Directions ▸ The output should be every line below that includes the word "facade".
*** Opening of Records ***
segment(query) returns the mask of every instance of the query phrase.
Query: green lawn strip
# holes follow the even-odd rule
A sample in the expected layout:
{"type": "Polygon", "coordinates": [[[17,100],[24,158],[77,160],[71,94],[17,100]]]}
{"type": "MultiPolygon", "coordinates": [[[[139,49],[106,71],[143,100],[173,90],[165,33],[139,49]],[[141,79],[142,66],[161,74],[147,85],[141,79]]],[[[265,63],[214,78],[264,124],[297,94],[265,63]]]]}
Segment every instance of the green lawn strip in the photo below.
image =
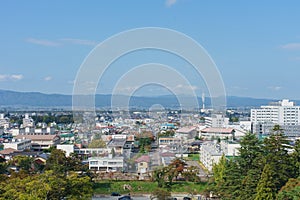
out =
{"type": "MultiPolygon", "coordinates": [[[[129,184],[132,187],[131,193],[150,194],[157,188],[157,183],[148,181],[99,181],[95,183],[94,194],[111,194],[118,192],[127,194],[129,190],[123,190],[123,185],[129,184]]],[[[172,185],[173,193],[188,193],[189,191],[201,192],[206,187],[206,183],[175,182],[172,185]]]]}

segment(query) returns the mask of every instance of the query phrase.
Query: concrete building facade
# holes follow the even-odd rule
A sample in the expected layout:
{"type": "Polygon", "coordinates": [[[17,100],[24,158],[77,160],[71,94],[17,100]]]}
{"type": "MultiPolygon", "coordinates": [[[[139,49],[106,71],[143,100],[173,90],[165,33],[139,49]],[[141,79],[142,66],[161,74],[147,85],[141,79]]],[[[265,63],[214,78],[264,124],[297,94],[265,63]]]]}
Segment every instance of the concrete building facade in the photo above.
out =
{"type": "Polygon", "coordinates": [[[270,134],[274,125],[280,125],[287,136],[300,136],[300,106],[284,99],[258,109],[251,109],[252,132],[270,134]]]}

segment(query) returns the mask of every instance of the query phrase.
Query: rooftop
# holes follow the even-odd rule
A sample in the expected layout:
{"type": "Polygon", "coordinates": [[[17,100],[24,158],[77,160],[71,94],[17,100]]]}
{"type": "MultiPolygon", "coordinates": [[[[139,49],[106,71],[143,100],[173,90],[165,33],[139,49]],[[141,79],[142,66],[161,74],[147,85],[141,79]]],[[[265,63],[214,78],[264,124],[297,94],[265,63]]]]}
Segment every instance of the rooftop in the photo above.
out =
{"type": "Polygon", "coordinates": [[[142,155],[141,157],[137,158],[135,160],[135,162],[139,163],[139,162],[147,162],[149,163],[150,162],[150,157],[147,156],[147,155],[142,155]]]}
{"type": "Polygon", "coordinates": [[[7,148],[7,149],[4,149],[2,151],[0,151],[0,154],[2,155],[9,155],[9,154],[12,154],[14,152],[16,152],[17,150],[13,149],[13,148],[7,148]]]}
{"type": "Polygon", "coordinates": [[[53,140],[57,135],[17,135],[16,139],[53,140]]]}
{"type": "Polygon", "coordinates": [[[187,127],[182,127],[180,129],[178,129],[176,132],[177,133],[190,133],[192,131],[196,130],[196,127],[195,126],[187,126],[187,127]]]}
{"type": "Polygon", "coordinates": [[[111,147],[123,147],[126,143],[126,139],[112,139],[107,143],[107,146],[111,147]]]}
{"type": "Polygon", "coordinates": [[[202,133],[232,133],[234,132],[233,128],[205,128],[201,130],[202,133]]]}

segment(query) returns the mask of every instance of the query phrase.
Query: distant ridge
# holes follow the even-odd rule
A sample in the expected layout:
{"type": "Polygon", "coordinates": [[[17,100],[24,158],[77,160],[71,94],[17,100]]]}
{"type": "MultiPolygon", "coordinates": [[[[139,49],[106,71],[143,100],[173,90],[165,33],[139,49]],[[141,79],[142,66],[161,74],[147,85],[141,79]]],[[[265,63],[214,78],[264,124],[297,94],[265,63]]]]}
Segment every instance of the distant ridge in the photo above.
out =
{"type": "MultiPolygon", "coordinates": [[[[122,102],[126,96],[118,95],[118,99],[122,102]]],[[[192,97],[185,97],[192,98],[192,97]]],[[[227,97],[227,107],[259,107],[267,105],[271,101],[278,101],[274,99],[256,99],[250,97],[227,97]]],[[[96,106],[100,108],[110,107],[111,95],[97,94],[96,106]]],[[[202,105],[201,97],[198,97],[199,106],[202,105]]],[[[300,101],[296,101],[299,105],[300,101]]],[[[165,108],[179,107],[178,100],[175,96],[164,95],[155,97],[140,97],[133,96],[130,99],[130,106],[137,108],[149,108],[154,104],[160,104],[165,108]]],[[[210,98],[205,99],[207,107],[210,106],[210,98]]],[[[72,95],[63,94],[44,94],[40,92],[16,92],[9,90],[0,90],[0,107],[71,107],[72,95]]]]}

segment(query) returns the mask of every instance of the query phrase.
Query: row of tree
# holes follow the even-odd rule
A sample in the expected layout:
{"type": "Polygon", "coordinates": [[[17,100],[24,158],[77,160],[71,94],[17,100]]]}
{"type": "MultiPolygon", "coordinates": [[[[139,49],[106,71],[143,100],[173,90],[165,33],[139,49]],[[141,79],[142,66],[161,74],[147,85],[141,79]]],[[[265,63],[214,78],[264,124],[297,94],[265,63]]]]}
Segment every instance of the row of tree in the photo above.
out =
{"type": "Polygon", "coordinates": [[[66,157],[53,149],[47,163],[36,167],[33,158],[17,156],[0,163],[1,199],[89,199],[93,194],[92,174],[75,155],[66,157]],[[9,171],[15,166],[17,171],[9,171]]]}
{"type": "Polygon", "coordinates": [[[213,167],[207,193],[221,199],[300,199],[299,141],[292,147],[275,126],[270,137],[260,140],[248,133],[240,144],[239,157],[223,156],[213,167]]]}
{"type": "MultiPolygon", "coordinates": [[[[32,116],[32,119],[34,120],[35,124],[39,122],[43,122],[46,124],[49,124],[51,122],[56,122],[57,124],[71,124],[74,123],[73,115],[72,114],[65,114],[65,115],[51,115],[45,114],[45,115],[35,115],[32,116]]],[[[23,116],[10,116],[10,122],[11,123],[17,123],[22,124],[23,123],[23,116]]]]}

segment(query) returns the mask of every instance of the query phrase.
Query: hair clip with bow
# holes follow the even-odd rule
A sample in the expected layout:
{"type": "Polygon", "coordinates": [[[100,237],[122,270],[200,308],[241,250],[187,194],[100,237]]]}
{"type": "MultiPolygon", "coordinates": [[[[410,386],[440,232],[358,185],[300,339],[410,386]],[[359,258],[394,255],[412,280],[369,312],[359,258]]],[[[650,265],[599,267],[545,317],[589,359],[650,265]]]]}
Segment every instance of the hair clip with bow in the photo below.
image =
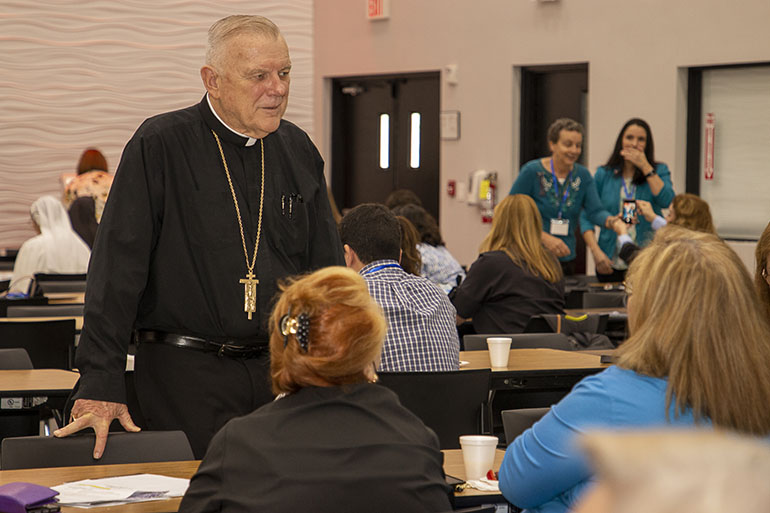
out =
*** Close of Records ***
Result below ▸
Query: concrete building facade
Segment every instance of the concrete building facade in the photo above.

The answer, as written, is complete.